• _Work item_: From the entries below, output the line with "spot the black hydraulic" and each following line up to and including the line with "spot the red rotary rake in the photo above", exactly as written.
----- Study material -----
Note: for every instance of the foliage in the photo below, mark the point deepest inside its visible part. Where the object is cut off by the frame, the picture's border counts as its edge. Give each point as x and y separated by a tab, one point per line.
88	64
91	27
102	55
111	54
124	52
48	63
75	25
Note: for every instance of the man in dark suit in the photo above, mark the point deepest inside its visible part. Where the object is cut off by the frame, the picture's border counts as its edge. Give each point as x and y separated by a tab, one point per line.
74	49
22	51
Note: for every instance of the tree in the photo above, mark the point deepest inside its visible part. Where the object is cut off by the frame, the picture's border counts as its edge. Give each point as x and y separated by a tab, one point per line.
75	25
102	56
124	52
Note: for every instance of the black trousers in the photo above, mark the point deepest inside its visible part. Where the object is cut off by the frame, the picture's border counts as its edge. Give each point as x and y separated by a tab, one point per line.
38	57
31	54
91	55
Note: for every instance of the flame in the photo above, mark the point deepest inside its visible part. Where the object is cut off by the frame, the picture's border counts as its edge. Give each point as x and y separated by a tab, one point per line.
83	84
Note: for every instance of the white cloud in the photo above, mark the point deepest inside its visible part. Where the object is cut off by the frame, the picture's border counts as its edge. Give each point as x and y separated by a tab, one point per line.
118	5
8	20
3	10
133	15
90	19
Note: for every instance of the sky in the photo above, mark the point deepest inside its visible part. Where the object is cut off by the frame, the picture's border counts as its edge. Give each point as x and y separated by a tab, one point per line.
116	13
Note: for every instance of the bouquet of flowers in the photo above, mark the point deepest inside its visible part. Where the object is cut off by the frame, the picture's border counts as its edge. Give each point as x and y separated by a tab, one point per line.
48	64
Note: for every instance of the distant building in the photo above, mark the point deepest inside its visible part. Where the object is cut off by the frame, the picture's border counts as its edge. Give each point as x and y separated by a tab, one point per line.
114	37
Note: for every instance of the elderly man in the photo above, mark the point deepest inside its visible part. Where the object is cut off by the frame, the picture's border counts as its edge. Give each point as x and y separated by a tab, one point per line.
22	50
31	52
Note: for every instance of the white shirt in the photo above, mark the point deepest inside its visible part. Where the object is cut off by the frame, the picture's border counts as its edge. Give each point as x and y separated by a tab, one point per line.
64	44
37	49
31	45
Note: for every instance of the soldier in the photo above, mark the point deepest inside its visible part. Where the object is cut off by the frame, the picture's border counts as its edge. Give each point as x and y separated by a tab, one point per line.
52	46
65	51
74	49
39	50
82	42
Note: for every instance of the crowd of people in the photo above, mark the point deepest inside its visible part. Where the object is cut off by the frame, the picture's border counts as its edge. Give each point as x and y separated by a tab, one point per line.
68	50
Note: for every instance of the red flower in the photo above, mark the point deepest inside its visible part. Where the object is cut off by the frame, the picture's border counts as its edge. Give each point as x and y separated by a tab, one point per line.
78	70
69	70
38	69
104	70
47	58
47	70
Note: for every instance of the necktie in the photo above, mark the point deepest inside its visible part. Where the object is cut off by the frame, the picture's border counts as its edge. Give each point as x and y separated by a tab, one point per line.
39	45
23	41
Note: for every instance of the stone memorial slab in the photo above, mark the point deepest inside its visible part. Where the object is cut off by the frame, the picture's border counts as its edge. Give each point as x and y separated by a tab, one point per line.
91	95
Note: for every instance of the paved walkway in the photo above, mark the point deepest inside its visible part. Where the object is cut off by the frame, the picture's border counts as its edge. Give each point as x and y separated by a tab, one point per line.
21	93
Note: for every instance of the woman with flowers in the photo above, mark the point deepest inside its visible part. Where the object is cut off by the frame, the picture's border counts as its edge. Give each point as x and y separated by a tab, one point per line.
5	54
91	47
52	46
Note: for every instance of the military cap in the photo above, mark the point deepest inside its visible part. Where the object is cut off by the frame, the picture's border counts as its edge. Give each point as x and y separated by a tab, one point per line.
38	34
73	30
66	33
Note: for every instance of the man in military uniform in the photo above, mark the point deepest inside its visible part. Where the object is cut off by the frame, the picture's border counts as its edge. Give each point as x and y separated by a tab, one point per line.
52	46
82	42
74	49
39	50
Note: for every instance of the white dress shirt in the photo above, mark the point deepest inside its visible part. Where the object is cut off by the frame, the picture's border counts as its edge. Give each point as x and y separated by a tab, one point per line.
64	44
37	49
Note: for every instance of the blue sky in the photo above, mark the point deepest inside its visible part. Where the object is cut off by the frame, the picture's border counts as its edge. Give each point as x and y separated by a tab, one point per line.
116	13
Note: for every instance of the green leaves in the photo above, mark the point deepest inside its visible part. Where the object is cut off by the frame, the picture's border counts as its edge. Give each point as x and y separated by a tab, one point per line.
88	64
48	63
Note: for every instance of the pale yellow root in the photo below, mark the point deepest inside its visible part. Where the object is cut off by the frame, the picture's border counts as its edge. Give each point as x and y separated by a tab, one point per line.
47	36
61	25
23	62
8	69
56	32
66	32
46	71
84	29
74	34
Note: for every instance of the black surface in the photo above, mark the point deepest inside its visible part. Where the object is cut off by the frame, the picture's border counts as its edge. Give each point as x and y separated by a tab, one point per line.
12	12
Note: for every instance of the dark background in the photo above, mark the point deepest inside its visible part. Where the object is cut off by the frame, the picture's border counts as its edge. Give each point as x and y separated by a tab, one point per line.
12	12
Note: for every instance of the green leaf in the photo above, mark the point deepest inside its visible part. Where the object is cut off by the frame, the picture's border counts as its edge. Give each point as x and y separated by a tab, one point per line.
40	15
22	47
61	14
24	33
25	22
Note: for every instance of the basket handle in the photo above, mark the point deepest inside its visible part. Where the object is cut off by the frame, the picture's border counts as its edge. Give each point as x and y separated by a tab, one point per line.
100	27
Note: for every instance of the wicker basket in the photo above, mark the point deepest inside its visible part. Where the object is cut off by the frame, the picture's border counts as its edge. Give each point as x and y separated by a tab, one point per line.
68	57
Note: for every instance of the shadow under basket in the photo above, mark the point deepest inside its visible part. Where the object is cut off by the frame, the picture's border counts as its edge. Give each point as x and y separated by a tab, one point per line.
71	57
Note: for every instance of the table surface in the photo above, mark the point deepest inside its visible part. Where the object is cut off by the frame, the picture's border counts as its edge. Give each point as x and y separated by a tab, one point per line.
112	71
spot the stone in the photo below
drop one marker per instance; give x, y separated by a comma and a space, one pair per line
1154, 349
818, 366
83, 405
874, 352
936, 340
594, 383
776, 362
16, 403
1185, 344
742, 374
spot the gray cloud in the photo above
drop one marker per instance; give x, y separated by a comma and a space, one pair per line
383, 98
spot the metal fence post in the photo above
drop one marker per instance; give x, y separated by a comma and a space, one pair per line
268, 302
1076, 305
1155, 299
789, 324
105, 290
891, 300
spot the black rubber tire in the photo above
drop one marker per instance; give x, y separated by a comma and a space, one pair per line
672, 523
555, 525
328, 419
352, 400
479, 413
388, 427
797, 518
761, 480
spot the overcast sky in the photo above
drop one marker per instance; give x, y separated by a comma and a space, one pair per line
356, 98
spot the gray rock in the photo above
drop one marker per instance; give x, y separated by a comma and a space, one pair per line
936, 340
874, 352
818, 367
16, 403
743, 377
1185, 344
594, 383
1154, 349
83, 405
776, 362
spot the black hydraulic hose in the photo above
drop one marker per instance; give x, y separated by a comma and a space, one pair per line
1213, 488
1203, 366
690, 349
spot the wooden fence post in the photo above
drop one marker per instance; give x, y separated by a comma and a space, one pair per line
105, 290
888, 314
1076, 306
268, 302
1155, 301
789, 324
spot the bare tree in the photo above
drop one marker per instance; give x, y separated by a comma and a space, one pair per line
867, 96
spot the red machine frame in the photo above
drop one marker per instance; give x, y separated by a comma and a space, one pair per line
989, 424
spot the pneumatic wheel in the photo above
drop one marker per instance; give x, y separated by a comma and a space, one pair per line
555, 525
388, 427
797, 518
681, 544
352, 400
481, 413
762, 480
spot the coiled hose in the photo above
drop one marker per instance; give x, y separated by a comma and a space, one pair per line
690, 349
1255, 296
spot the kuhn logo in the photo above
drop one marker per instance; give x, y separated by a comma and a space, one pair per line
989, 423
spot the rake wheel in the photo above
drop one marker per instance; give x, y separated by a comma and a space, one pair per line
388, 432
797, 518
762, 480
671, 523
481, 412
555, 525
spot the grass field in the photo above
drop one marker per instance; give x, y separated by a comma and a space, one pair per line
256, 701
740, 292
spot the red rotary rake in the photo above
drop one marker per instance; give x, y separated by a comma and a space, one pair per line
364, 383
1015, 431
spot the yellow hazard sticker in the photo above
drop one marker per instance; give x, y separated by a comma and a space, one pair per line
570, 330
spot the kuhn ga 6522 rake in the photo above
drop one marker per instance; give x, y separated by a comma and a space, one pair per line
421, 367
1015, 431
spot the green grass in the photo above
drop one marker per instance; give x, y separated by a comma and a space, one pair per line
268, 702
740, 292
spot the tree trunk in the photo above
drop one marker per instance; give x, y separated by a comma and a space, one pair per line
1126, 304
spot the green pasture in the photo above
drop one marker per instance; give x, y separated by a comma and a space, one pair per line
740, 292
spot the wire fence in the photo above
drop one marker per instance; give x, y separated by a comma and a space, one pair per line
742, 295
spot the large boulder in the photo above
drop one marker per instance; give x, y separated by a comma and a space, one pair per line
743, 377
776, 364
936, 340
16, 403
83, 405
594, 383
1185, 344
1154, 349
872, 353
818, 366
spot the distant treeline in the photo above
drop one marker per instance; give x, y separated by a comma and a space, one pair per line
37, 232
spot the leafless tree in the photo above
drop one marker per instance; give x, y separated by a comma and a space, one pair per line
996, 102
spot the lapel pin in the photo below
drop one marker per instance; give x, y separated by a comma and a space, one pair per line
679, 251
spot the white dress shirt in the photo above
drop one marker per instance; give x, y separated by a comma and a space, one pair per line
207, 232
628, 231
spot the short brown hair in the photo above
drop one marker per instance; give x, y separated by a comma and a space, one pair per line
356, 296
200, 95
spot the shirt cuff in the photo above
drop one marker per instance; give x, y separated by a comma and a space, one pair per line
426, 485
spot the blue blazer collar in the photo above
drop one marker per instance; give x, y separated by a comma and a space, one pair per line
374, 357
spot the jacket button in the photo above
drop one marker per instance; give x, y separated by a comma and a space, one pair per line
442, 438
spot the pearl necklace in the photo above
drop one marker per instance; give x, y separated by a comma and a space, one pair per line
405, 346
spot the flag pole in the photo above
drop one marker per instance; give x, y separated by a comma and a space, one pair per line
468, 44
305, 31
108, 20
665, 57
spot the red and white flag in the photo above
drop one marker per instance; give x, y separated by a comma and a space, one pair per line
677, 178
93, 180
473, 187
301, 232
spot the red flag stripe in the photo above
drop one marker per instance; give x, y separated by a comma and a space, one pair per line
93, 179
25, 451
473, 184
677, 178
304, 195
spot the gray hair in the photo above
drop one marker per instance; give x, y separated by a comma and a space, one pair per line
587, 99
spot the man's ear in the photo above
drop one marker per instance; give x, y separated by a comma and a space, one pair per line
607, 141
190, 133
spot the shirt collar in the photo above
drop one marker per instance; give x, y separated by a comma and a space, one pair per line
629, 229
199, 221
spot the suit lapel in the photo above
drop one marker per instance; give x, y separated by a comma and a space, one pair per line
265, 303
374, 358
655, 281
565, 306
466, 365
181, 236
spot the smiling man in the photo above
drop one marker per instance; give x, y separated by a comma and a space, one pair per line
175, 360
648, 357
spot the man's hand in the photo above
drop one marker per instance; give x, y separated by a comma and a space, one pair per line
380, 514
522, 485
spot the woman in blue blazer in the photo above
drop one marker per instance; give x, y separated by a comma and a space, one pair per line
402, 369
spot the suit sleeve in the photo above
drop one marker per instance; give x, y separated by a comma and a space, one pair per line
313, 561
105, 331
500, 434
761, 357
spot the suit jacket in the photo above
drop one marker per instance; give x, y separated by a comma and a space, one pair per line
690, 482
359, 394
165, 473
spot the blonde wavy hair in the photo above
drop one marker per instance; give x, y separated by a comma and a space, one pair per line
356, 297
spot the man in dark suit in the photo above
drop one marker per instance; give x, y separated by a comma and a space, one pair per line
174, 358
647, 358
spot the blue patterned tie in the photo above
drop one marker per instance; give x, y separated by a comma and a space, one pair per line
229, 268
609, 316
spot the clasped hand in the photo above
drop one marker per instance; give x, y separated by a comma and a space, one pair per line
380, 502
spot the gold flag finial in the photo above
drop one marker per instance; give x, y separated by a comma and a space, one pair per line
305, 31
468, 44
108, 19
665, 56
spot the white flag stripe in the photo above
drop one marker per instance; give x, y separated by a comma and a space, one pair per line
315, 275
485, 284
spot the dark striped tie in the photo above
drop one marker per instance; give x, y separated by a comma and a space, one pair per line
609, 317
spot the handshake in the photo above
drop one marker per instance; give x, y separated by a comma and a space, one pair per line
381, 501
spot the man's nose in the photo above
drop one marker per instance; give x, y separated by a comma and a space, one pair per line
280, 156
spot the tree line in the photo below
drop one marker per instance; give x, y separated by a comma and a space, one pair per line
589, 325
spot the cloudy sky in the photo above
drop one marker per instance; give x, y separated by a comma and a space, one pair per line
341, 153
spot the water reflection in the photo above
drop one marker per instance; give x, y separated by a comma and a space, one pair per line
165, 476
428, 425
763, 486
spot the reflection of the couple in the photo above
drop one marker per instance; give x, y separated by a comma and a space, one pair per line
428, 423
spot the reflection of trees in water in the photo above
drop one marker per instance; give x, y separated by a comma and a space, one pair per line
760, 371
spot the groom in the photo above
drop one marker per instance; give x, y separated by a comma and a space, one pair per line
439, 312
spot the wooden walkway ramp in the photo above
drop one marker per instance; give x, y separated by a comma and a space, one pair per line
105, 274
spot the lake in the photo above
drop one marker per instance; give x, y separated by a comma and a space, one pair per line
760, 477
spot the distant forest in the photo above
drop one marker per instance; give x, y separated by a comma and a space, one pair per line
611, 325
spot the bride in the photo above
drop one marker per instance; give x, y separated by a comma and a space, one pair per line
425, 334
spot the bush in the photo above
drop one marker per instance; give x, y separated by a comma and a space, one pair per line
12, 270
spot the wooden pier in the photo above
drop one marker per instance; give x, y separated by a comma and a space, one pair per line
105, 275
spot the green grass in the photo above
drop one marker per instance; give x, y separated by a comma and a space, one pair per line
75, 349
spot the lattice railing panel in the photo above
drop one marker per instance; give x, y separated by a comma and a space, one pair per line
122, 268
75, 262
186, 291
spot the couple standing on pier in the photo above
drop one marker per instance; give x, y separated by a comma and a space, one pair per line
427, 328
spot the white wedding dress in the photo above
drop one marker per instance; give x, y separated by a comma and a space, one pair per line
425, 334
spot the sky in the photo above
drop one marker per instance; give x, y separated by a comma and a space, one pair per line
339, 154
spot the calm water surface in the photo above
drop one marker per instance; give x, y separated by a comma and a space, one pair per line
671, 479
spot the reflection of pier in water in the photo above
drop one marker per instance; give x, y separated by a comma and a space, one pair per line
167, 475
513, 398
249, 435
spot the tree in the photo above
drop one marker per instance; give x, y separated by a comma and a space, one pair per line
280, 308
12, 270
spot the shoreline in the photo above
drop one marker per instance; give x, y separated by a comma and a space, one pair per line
-----
• _Result of the task_:
spot the black hydraulic hose in the photo above
drop one marker per instance; give x, y separated by a comma and a space, one pair per line
1213, 488
1203, 366
690, 349
spot the wooden fence post in the photo above
drop one marker per instance; give x, y separated by a comma and a space, one pair per line
105, 290
888, 314
1076, 306
268, 302
1155, 301
789, 324
spot the bare tree in the photo above
drop one marker per instance; give x, y separated by a comma and a space, one pair per line
867, 96
spot the red machine frame in the photo above
drop one marker per instance; give x, y separated by a comma and a space, one pair per line
989, 424
spot the pneumatic wheel in the photo above
drop one marker per instance; give x, y separated by a comma and a space, one pair per line
555, 525
388, 427
797, 518
681, 544
352, 400
481, 413
762, 480
spot the coiled hose in the photo above
drop one marker per instance; give x, y separated by a comma and a space, one pair per line
690, 349
1255, 296
spot the kuhn logo in the photo above
drop one marker per instance; give x, y separated by a comma and a space, one pair per line
989, 423
spot the rake wheel in the photo above
drop one marker per instance; give x, y separated by a comma and a space, one pair per line
388, 432
797, 518
762, 480
671, 523
481, 412
555, 525
spot the grass field in the photo above
drop one marker per instance; give x, y separated by a comma and a space, one pair per line
256, 701
740, 292
spot the red rotary rake in the photo above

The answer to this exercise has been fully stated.